(EXCERPTED DATA)

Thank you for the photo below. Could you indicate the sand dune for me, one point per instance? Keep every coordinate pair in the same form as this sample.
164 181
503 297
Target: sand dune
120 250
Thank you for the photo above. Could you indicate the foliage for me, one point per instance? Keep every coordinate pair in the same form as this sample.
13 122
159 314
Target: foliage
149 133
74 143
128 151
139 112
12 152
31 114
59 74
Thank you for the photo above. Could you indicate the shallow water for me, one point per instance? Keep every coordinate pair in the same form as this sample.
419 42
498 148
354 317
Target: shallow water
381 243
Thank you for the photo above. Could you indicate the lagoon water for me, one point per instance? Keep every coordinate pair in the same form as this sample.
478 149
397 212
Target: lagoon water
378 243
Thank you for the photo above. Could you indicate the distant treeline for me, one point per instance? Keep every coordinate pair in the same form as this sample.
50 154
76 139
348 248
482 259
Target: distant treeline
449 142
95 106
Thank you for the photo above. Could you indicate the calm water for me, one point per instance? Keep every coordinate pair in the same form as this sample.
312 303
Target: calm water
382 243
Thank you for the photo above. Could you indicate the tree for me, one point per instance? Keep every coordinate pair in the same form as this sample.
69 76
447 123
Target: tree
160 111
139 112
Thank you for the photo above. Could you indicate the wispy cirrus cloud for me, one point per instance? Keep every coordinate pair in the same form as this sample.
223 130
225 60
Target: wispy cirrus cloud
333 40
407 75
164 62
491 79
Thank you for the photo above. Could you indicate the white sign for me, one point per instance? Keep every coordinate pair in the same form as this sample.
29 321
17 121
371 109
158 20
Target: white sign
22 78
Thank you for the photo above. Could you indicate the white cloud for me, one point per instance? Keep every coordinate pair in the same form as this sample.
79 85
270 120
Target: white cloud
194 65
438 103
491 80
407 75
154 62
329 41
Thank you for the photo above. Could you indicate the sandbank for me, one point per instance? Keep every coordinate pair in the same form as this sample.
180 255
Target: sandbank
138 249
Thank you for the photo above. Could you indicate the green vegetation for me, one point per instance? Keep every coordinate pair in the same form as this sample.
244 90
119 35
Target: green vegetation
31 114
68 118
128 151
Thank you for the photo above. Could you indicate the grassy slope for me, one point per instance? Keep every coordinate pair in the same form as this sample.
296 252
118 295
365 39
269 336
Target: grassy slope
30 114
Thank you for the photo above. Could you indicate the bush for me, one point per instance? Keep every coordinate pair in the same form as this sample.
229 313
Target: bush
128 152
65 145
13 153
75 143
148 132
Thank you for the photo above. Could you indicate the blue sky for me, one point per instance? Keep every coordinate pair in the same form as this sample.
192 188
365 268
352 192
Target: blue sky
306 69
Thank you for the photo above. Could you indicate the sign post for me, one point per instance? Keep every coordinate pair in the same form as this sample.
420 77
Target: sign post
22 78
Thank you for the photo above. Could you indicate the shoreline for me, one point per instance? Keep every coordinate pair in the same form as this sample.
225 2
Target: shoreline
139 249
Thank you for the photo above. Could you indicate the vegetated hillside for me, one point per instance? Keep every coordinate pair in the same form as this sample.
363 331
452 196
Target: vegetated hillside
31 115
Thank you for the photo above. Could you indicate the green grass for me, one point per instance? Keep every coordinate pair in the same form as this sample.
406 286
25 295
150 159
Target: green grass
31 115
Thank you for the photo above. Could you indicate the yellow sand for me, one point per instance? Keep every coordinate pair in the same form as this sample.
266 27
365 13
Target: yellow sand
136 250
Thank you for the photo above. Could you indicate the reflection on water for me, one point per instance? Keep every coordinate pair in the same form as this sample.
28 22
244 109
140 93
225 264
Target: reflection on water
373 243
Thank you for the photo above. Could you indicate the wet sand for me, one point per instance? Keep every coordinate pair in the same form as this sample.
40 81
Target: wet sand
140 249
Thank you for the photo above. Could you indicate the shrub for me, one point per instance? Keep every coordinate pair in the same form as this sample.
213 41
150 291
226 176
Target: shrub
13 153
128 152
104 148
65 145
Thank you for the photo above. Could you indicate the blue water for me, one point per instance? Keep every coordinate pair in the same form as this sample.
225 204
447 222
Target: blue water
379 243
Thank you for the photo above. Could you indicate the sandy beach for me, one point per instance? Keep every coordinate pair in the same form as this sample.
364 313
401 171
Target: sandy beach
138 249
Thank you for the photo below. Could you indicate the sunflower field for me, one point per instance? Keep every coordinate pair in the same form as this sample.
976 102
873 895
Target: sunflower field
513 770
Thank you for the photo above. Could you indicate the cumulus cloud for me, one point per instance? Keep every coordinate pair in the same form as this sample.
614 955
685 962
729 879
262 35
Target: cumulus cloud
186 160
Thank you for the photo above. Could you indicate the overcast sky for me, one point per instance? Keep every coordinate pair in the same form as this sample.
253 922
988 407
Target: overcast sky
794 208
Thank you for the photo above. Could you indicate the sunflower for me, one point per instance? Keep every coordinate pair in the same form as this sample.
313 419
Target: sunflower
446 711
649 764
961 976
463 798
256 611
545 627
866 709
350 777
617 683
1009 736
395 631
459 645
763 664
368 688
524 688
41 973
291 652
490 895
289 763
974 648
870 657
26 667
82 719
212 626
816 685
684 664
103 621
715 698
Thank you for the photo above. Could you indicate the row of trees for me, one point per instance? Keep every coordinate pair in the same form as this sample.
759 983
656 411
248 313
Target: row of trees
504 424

(End EXCERPTED DATA)

EXERCISE DETAILS — Collect the lines of the records that include the string "below".

TASK RESULT —
Thank you for the photo below. Could you indicate the sand dune for me, one point per instance? Keep every coordinate pair in the same form as this sample.
Thank you for the photo below. Could you indicate the sunflower field for me, one point per instance? Keep every coordinate pair in the same form as this sample.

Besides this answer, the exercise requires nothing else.